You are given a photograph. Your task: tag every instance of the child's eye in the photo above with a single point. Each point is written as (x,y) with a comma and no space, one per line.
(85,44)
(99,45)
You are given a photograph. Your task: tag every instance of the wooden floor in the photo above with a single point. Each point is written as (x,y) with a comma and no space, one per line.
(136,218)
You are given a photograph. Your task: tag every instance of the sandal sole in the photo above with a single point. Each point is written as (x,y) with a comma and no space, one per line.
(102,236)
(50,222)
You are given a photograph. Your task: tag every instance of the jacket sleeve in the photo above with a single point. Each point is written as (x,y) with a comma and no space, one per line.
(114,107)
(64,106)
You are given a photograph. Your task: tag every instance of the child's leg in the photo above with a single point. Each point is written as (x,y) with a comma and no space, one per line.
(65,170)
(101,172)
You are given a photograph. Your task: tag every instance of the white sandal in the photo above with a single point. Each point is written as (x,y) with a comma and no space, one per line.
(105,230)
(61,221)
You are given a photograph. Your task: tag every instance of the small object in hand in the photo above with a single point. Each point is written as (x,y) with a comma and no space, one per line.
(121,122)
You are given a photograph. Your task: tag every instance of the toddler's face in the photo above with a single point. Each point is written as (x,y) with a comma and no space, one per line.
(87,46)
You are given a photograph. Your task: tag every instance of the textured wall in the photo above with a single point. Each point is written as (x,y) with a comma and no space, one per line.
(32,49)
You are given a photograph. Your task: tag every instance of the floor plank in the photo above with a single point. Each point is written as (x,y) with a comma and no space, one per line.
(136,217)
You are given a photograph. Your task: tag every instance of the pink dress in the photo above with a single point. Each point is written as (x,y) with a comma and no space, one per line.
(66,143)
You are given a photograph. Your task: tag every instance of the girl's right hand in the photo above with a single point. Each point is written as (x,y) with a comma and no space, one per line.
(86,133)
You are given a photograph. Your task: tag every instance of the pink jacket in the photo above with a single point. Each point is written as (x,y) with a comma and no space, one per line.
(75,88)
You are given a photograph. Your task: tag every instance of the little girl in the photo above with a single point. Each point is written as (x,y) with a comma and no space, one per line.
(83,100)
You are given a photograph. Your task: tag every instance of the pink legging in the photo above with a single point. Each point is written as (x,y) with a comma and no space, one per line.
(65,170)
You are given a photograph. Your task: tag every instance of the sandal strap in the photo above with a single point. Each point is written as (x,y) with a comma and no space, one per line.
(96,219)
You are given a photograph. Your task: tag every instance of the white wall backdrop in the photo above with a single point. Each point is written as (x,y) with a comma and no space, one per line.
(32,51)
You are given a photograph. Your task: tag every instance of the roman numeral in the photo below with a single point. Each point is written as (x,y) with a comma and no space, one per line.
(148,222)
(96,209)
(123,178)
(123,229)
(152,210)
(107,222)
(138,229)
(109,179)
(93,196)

WORK INSTRUCTIONS =>
Substitute "single marker" for "single point" everywhere in the rows above, and give the rows again with everything else unchanged.

TASK RESPONSE =>
You are given a photograph. Your task: tag every instance of the child's eye in the photo above with a single marker. Each point is written as (x,y) with a comma and no space, one per line.
(85,44)
(99,45)
You are given a photograph. Your task: tag every instance of the wooden floor in the photo above with a single marker. Each point is written as (x,y) with a comma and no space, one per line.
(136,218)
You are given a photograph. Your task: tag every instance of the sandal sole in the photo above with a single marker. Each point is written as (x,y) with a comma and no space, one per line.
(102,236)
(50,222)
You are given a photograph. Your task: tag every instance of the jacket sleeve in the photo above with a single marker. Each point is written as (x,y) with a comma and no space, one per line.
(114,107)
(64,106)
You are given a photograph. Your task: tag every instance of the child's leg in the photo above with a single marker. Each point is written as (x,y) with a comma and no space, one per line.
(65,170)
(101,172)
You are given a photograph. Your task: tag every instance of the white sandal in the photo above with a single marker. Each point is written as (x,y) with a comma and no space, one per line.
(105,230)
(61,221)
You are given a photograph. Your task: tag every instance of the small object in hand in the photo above with a single marker. Each point is written as (x,y) with a comma and no space, one per line.
(121,122)
You are given a photograph. Your task: tag every instance of the toddler's face in the photo above with a single marker. Each point is written as (x,y) with a comma and no space, one per line.
(87,46)
You are given a photograph. Your task: tag every instance of the textured wall in the photo above with a single marker. Each point is written as (x,y) with a comma and no space, one per line.
(32,49)
You are given a photograph. Your task: tag every instance of the floor plank in the photo above with a single marker. Each point is written as (x,y) with a comma and no space, one per line.
(136,217)
You are given a photograph. Your task: tag every instance of the pink dress in the photo above with a single marker. Each point is written as (x,y) with a comma and no space, one per line.
(66,143)
You are given a photograph. Your task: tag every instance of the girl's right hand in the photo above with a single marker. Each point is written as (x,y) with a comma and no space, one per line.
(86,133)
You are given a photograph. Your task: tag every instance of the pink jacket in the photo above with a single marker. Each point is written as (x,y) with a comma and no space, one per line.
(75,88)
You are given a photograph. Your task: tag every instance of the little girl in the photo above with a single marker. Each point is written as (x,y) with a comma and no space, one per line.
(83,100)
You are given a photograph. Your task: tag every instance of the pink legging in the photo above with a single marker. Each point is written as (x,y) with a comma and no space, one per line.
(65,170)
You are given a photograph. Your task: tag every instance of the sandal strap in the photo above with a single marker. Each point is written as (x,y) with a comma and no space, one per line.
(96,219)
You are given a photograph. Your task: tag every instance of the white wall backdrop in the photo above with a single marker. Each point is written as (x,y) with a comma and no space, one per line.
(32,51)
You are given a photograph. Your task: tag every instance of the roman numeral in the photo below with a single marker. Each point is written as (x,y) with a comma and no space, one per line.
(148,222)
(96,209)
(123,178)
(123,229)
(152,210)
(107,222)
(138,229)
(109,179)
(93,196)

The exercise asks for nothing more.